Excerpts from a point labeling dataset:

○ ○ ○ ○ ○ ○ ○

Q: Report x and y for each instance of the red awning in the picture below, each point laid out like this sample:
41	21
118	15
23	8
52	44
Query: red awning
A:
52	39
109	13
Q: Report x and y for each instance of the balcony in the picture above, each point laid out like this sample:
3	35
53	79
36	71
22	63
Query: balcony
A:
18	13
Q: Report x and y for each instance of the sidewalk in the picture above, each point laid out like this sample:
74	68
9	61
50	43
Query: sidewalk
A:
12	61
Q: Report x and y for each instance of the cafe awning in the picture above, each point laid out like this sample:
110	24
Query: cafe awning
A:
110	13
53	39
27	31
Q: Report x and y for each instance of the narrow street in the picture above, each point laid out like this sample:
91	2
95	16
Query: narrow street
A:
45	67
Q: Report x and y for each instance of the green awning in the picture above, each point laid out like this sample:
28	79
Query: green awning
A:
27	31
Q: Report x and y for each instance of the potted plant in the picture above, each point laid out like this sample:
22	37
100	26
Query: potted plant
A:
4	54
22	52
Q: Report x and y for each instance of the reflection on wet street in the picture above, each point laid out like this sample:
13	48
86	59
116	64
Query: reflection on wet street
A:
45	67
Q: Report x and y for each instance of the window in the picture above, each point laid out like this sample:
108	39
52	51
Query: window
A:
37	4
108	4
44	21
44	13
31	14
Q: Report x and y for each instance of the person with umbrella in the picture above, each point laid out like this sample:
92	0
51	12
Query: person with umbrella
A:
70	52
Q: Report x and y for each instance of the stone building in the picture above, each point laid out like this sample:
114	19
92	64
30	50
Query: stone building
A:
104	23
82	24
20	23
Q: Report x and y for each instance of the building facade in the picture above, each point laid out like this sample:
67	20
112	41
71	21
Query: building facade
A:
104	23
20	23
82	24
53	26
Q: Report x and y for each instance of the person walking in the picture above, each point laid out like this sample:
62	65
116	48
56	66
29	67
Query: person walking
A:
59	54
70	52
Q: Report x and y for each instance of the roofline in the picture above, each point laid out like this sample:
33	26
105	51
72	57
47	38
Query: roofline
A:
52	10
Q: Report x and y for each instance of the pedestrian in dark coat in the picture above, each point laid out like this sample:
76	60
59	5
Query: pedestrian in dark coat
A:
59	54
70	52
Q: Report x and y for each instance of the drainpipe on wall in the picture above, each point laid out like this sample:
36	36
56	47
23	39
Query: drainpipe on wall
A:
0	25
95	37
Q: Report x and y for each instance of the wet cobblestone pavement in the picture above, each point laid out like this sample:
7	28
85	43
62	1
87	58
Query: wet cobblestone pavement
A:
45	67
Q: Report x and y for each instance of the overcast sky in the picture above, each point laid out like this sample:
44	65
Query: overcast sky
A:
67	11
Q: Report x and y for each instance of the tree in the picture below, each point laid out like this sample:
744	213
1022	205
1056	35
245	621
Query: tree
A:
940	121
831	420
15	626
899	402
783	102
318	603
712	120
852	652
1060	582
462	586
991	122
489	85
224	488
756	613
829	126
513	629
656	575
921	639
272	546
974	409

○ ○ ○ ○ ○ ○ ○

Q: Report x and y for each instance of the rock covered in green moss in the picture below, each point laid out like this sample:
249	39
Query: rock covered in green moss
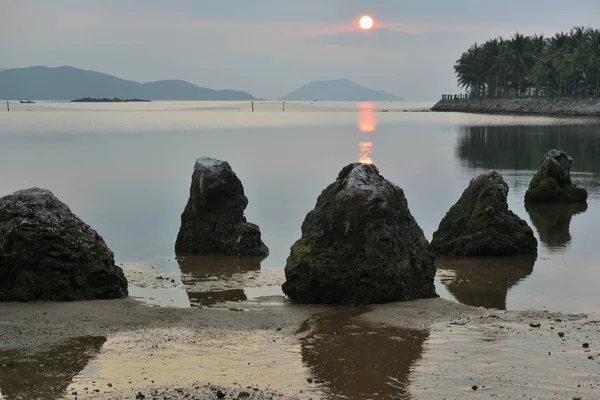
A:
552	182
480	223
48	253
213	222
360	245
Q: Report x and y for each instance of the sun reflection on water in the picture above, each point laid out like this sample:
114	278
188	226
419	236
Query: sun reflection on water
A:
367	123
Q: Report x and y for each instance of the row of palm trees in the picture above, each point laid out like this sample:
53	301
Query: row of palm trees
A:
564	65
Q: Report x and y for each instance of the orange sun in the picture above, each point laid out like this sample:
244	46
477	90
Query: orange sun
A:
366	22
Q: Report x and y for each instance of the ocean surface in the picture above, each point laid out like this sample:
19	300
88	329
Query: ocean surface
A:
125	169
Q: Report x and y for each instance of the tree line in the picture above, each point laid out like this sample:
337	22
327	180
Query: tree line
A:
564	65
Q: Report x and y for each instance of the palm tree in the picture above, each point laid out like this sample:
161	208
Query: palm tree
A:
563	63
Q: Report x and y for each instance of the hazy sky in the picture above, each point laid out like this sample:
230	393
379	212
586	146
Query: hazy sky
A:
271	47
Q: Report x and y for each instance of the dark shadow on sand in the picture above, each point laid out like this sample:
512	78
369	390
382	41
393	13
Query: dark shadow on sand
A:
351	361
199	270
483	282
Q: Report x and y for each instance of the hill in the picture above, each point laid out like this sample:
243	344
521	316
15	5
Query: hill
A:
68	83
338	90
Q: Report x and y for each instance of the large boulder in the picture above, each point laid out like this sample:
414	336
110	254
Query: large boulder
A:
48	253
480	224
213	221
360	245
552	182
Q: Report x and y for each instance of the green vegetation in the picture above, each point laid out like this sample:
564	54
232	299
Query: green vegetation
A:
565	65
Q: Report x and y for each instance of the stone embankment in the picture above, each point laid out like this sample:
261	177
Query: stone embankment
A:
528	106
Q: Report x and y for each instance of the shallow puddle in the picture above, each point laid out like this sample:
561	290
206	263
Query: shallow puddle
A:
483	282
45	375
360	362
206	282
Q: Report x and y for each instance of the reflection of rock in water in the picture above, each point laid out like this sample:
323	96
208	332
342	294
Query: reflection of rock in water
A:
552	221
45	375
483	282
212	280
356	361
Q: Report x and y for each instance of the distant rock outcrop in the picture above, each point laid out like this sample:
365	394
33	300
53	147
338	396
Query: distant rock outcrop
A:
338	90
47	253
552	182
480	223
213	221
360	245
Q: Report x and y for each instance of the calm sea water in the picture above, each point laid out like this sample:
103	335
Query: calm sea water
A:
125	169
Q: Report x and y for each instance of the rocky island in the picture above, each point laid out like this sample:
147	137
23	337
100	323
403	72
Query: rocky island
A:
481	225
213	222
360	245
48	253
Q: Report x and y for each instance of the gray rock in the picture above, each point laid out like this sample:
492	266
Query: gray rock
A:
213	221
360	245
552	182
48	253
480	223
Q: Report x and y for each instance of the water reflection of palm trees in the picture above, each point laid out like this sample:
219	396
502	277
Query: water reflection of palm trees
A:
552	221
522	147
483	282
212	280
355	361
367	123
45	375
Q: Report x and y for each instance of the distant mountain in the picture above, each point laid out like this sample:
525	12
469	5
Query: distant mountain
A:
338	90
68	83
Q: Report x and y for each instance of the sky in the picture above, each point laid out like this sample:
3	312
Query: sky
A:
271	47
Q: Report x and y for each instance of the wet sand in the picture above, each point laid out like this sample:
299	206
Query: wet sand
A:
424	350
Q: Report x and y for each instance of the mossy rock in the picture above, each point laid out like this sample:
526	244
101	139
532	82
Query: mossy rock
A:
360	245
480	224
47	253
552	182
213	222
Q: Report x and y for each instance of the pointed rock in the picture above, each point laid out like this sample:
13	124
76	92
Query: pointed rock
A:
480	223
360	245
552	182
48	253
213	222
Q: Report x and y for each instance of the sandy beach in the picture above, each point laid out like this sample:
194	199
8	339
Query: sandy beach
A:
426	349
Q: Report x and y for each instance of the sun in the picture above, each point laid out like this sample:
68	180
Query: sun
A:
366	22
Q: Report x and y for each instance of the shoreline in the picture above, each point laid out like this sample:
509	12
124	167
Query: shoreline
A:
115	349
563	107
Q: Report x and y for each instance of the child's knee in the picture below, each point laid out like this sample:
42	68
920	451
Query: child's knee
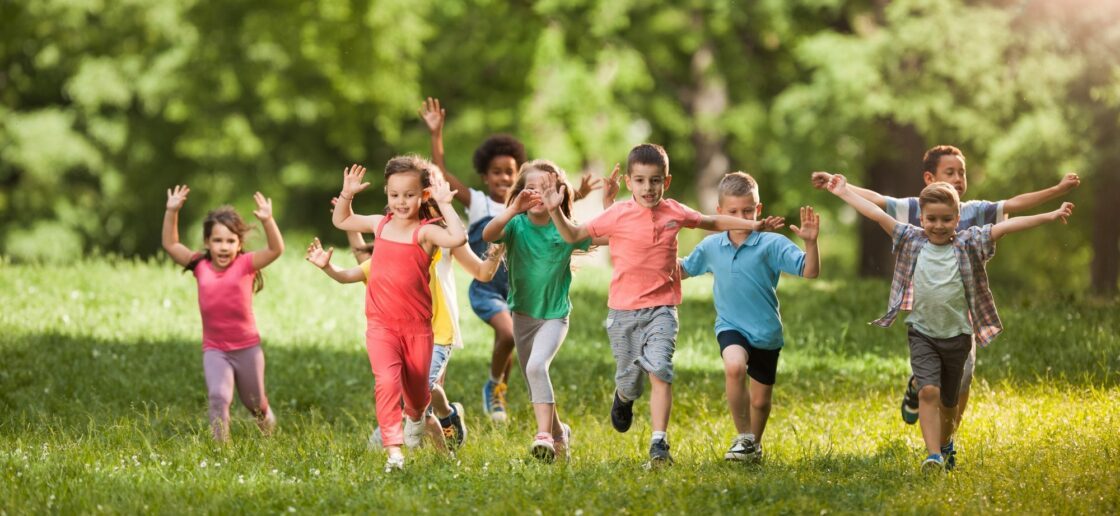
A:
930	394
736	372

○ ○ ○ ○ ○ ○ ○

DIRECTIVE: Report each line of the records above that contains the string "orange", copying every such line in full. Only matches with the same capitalization count.

WORKED ANSWER:
Q: Report x and y for each instance of the orange sun in the picture above, each point laid out like this sample:
Query: orange sun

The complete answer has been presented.